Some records
## Start

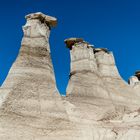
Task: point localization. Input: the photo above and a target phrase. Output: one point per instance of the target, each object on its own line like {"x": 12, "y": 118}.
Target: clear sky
{"x": 112, "y": 24}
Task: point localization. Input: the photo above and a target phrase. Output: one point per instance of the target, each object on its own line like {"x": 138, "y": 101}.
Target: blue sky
{"x": 112, "y": 24}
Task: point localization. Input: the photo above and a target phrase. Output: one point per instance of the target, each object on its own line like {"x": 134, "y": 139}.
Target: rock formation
{"x": 107, "y": 106}
{"x": 99, "y": 104}
{"x": 31, "y": 107}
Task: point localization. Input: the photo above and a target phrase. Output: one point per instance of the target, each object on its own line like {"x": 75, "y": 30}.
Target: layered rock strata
{"x": 99, "y": 104}
{"x": 101, "y": 100}
{"x": 31, "y": 107}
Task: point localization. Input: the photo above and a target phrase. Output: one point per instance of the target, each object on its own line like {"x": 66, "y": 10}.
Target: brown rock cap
{"x": 100, "y": 49}
{"x": 51, "y": 21}
{"x": 71, "y": 41}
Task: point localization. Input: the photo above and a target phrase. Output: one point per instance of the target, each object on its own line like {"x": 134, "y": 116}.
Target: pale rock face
{"x": 30, "y": 105}
{"x": 99, "y": 105}
{"x": 101, "y": 102}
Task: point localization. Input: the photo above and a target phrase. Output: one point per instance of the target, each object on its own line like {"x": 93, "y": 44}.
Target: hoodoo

## End

_INSTRUCTIONS FOR THE TASK_: Skip the images and write out the rest of the listing exactly.

_CORRECT OUTPUT_:
Task: point localization. Input: the photo above and a target phrase. Output: one point per instance of the target, each object on its own line like {"x": 12, "y": 118}.
Target: clear sky
{"x": 112, "y": 24}
Task: point localization. Input: the photo above and a target phrase. Output: one point per instance of the target, each object on its own line like {"x": 138, "y": 101}.
Target: blue sky
{"x": 112, "y": 24}
Task: point localization. Input: the photo above and a target phrase. Output: one point per instance of the target, each object on its own line like {"x": 134, "y": 139}.
Target: rock formation
{"x": 107, "y": 106}
{"x": 99, "y": 104}
{"x": 31, "y": 107}
Task: point localization. Input: the photo above and a target phrase. Output: one point per instance of the target, each object on its own line like {"x": 75, "y": 30}.
Target: layered rock strata
{"x": 99, "y": 104}
{"x": 101, "y": 100}
{"x": 31, "y": 107}
Task: point localization. Input: the photo above and a target phrase. Output: one point per instance of the target, each object on its own line like {"x": 66, "y": 10}.
Target: brown rock cap
{"x": 100, "y": 49}
{"x": 51, "y": 21}
{"x": 71, "y": 41}
Task: point localization. Input: the photo above and a target phrase. Output: one point per instance of the target, each object on its own line like {"x": 134, "y": 116}.
Target: pale rock face
{"x": 30, "y": 105}
{"x": 99, "y": 105}
{"x": 101, "y": 102}
Task: point localization. Input: the photo above and a target phrase. Output: one point per instance of the target, each object on its own line like {"x": 93, "y": 44}.
Target: hoodoo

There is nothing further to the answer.